* **PAGE TEXT**:
※
Chemours Securities Fraud Litigation to Continue

The New York State Teachers’ Retirement System and others (Teachers) will be able to continue pursuing claims that Chemours kept investors in the dark about the billions in potential environmental liabilities.  On February 24th, a federal judge in Delaware ruled that Teachers’ claims of securities fraud plead sufficient facts to survive Chemours’ motion to dismiss.  Specifically, plaintiffs allege that Chemours financial statements “dramatically mischaracterized Chemours’ true financial condition and vastly understated Chemours’ liabilities from decades of environmental pollution.”

The court found that starting in February 2017, Chemours disclosed that “higher clean-up costs that might result ‘under adverse changes in circumstances, although deemed remote.’ … once Chemours chose to make that disclosure-even if not required by [Generally Accepted Accounting Practices] GAAP or otherwise-it had to speak truthfully … [and that] a reasonable investor could have plausibly inferred from the language Defendants used to ‘provide’ in the challenged SEC reports Chemours’ ‘higher clean-up costs’ that Chemours was disclosing its maximum potential remediation liabilities.”  The court explained that “the question then is whether Plaintiff has alleged in the Complaint facts sufficient to plausibly imply that Defendants did not in fact believe that Chemours’ s environmental remediation liabilities were capped at the sums disclosed in the SEC reports.”
※
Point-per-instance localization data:
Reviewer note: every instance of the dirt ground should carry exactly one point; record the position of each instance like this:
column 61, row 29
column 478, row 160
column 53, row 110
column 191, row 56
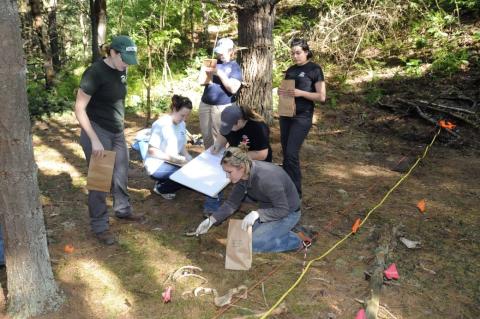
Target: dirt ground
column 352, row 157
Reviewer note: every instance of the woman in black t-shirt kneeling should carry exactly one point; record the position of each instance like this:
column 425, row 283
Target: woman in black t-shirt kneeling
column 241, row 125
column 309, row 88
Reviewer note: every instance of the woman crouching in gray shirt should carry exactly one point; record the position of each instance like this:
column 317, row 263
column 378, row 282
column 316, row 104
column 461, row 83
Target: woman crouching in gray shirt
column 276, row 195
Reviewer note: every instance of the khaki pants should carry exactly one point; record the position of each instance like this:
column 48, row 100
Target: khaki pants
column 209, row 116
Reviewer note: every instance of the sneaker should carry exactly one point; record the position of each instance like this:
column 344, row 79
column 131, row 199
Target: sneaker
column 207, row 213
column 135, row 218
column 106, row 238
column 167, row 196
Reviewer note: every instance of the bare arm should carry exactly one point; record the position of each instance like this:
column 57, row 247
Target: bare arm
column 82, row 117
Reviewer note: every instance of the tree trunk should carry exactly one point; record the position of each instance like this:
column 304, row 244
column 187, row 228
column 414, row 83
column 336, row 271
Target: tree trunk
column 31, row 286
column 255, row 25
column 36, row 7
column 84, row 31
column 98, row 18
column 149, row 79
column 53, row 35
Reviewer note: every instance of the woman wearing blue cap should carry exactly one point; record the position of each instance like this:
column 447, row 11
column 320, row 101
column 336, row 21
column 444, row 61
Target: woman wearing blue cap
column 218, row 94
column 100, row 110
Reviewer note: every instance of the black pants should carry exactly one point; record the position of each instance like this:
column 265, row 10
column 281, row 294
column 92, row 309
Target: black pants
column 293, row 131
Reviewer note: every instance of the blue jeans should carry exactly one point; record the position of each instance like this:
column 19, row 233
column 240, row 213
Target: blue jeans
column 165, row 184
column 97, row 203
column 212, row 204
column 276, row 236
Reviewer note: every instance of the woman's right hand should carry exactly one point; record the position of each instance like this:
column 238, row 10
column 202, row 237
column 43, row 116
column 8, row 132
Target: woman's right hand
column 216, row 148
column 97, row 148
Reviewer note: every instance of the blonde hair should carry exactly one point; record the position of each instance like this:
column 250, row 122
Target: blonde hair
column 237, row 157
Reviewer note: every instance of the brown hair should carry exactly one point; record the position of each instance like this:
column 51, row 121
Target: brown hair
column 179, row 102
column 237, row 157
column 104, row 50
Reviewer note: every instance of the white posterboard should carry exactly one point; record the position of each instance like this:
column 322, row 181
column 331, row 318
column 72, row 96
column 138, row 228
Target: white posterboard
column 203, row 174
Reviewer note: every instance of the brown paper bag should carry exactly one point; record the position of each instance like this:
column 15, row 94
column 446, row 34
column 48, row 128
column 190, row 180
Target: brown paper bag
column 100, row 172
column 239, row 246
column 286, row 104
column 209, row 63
※
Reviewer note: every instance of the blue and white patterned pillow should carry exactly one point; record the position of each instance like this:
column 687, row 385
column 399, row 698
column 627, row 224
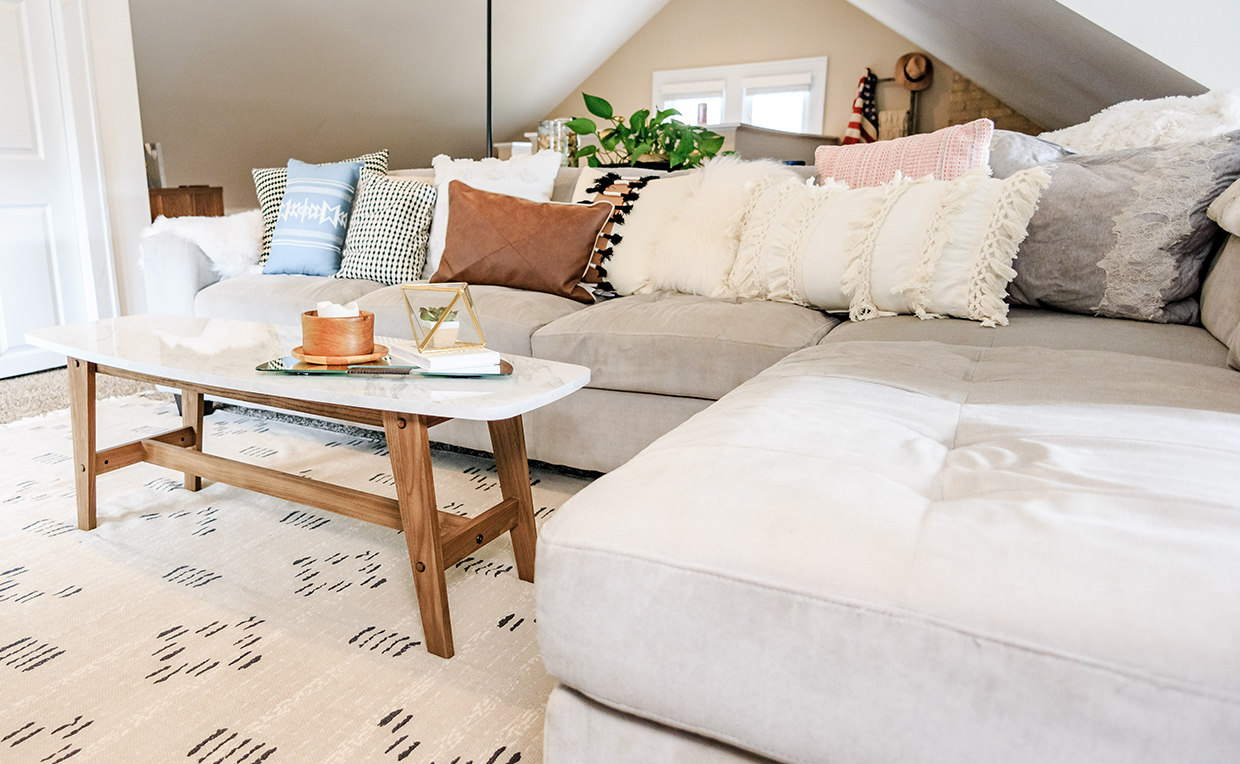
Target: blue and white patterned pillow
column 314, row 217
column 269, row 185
※
* **CHECK YOUR UNDERSTANDING**:
a) Render this sentence from the Chemours litigation article in Spanish: "On February 24th, a federal judge in Delaware ruled that Teachers’ claims of securities fraud plead sufficient facts to survive Chemours’ motion to dismiss."
b) Write the next paragraph of the Chemours litigation article, picking up after its final sentence.

* **OUTPUTS FOR THE TASKS**:
a) El 24 de febrero, un juez federal de Delaware dictaminó que las demandas por fraude de valores presentadas por Teachers alegan hechos suficientes para sobrevivir a la moción de desestimación de Chemours.

b)
Teachers drew on two sources to supports their claim that Chemours did not in fact believe that its environmental remediation liabilities were capped at the sums disclosed in the SEC reports.  First, Teachers argued that Chemours “specifically itemized” $2.5 billion of inherited liabilities as of the time it was spun-off from DuPont, in a complaint against DuPont in a 2019 Delaware Chancery Court Complaint – in that unrelated case, Chemours asserted that “DuPont violated New Jersey law by spinning off Chemours on the basis of underestimated environmental liabilities without providing the State with the ‘financial assurance necessary to ensure’ that the necessary clean-up can be done.”  Second, Teachers asserted that a 2018 internal evaluation of total environmental remediation costs company-wide identified costs of more than $2 billion.  The court held that Chemours’s allegations in the Chancery Court Complaint do not plausibly imply that the company made false representations about its maximum potential environmental remediation liabilities in the challenged SEC reports.  However, it also found that “a rational juror could plausibly infer from the [internal evaluation] that … Defendants believed that Chemours’ s environmental remediation liabilities were approximately two billion dollars,” a significantly greater amount than Chemours had said its liabilities were; that is, that Chemours had made false statements about liability.

Chemours argued that “even if Plaintiff had identified any error in Chemours’ environmental liability disclosures, they would nevertheless be inactionable because they were accurate statements of opinion.” However, the court held that “statements of opinion … are ‘actionable under the securities laws if they are not honestly believed and lack a reasonable basis.’”  In addition, the court explained that Teachers’ allegations plausibly implied that Chemours did not consider the maximum remediation liability disclosures accurate, and therefore, those disclosures could be actionable opinions.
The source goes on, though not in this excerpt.